# Point Cook Saturday morning 29th Sep



## Milt (Sep 2, 2005)

Any one keen to brave the elements at Point Cook???

20-30 knots NW and a few showers :shock: i could be convinced to give it a shot if its not too unpleasant.

Milt,


----------



## Garfish (Jun 2, 2006)

Have you seen 'The Perfect Storm'?


----------



## kingfisher111 (Jun 13, 2006)

Good luck Milt, hope you get amongst some Reds. I'm off to Bright for the weekend, no fishing gear allowed  Steve.


----------



## Milt (Sep 2, 2005)

Garfish said:


> Have you seen 'The Perfect Storm'?


LOL I was thinking the same thing, i won't be fishing alone thats for sure  tried that once 20-30 head wind on the return leg was not fun neither is battling the tides at the head paddling full speed but not going anywhere LOL

Milt,


----------



## Donutslayer (Jun 9, 2007)

I'll have a go, If theres nothing at cooks doing we can take the shortcut to mornington :-D
Should be OK, Winds have been fairly light this week up untill 7.30, 8.00. 
5am OK milt?


----------



## Milt (Sep 2, 2005)

Done,

Grab my number off Paul and give me a buzz hopefully the weather continues to be kind.

Cheers Milt,


----------



## Milt (Sep 2, 2005)

We'll be meeting up at 5AM if anyone else is keen, launching off campbels cove. I'll put a post up at 4 am if we cancel due to bad weather.

▶ **EXERCISE REQUIREMENTS**
(a) Copy the Point Cook fishing thread word for word from "I'll have a" up to and including "untill 7.30, 8.00.".
(b) In the Point Cook fishing thread, where does Milt say they will be launching from?
(c) Carry on the Point Cook fishing thread from its last post with the next part.
The data that comes after this thread isn't needed for any of the work here.

▶ **MATERIAL**
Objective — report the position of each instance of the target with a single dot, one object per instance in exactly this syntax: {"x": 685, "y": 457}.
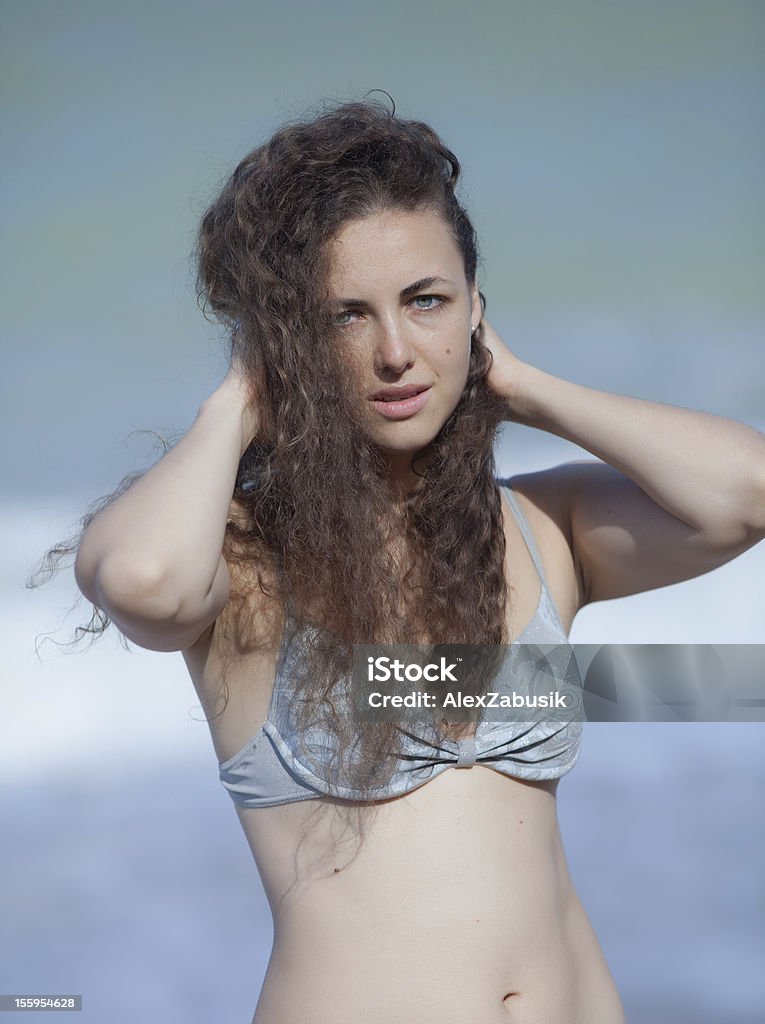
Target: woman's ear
{"x": 476, "y": 310}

▶ **EXERCISE RESPONSES**
(a)
I'll have a go, If theres nothing at cooks doing we can take the shortcut to mornington :-D
Should be OK, Winds have been fairly light this week up untill 7.30, 8.00.

(b) Campbels cove.

(c)
Milt,


----------



## Garfish (Jun 2, 2006)

it's amazing what snapper season does to people :shock:

go get em' fellas.


----------



## ScottLovig (Aug 7, 2006)

Hi Donut

Bring your surf board over here mate. The waves are lapping at the nature strip and there are crabs smashed on my front door. :shock:

I just finnished pegging in a few more guy ropes on the house. 

Cheers

Scott


----------



## Milt (Sep 2, 2005)

surfs up dudes and we aint a yakkin with 1.5 - 2.5m waves and 35knots winds with gusts of 55knots

maybe sunday????


----------



## Donutslayer (Jun 9, 2007)

Milt said:


> surfs up dudes and we aint a yakkin with 1.5 - 2.5m waves and 35knots winds with gusts of 55knots
> 
> maybe sunday????


mutters something unintelligible and goes to bed.


----------



## varp (Sep 12, 2005)

I'll be there Milt. Going to get my arse kicked, but I got snapper fever coursing though my veins and there's only one cure.

Be very surprised if they're not on the chew after this blow.


----------



## PoddyMullet (Aug 29, 2005)

I'm down at my folks Mr Milt, but hoping to get a run in later in the week. Hope ya catch a string of fish!


----------



## Milt (Sep 2, 2005)

Cool Mr Varpy lets say we meet up 5am with clothes on at the nudy beach :lol: :lol: :lol: we launch and pull in a few snapp snapps. The friggen BOM needs to rehire it was only blowing around 15 -18 knots of straight westerly this morning. Tomorrow will be even better with a north westerly flattening out that end of the bay somewhat.

I've got half a kilo of salt pilchards I bought fresh and prepared my self for bait and burley cubes.

Catch you soon, all welcome of course.

Milt,


----------



## Donutslayer (Jun 9, 2007)

No ifs, buts or maybes. 
I was cut bad when i woke up this morning. Sunday it is.


----------



## Milt (Sep 2, 2005)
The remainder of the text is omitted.